** TASK INSTRUCTIONS **
Arrange the lines from the line with "Indicate the grey" through the end of the records into a numbered list, omitting any blank lines.

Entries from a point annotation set

┄┄┄┄┄┄┄┄┄┄┄┄┄┄┄┄┄┄┄┄

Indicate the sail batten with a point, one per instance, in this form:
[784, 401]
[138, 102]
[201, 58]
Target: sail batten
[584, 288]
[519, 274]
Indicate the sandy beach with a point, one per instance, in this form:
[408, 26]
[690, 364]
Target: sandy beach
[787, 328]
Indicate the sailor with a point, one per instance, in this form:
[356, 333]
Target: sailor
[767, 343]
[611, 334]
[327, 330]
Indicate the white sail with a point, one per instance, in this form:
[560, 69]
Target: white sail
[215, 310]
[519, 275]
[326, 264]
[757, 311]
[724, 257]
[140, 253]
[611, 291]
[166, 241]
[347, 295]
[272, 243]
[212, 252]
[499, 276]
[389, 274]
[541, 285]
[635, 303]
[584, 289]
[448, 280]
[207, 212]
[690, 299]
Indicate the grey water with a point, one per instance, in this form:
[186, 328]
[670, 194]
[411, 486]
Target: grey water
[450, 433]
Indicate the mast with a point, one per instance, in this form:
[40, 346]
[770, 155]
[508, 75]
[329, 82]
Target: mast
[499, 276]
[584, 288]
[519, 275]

┄┄┄┄┄┄┄┄┄┄┄┄┄┄┄┄┄┄┄┄

** RESULT OF THE EXERCISE **
1. Indicate the grey water with a point, one per instance, in this form:
2. [186, 328]
3. [670, 194]
4. [411, 486]
5. Target: grey water
6. [450, 433]
7. Indicate the mast with a point, one per instance, in this form:
8. [40, 346]
9. [770, 155]
10. [508, 75]
11. [329, 82]
12. Target: mast
13. [499, 276]
14. [584, 288]
15. [519, 275]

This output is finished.